→ **Exercise**
Starting with the line that contains "phrase -- blue and white banner" and continuing through the last line of the records, write those lines out as a numbered list, leaving out any blank lines.

→ **Task data**
"""

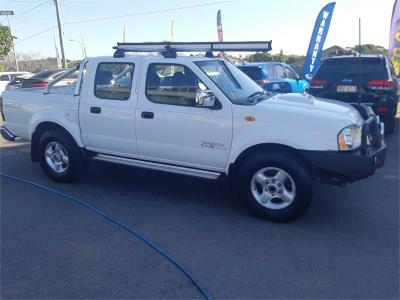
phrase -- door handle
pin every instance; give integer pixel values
(147, 115)
(95, 110)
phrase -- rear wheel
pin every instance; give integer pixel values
(275, 186)
(59, 156)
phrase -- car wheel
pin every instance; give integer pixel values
(276, 187)
(59, 156)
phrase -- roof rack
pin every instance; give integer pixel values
(170, 49)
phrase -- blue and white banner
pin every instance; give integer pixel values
(321, 28)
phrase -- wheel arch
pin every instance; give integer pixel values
(266, 148)
(40, 130)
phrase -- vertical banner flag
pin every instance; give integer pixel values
(321, 28)
(57, 54)
(394, 43)
(219, 30)
(219, 27)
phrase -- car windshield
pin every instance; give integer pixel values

"""

→ **Result of the exercise**
1. phrase -- blue and white banner
2. pin every instance; give integer pixel values
3. (321, 28)
4. phrase -- wheel arch
5. pin every instance; give integer pixel values
6. (266, 148)
7. (40, 130)
8. phrase -- vertical banner flag
9. pin every instance; give integer pixel values
10. (321, 28)
11. (57, 54)
12. (394, 43)
13. (219, 30)
14. (219, 27)
15. phrase -- car windshield
16. pin every instance; give integer pixel values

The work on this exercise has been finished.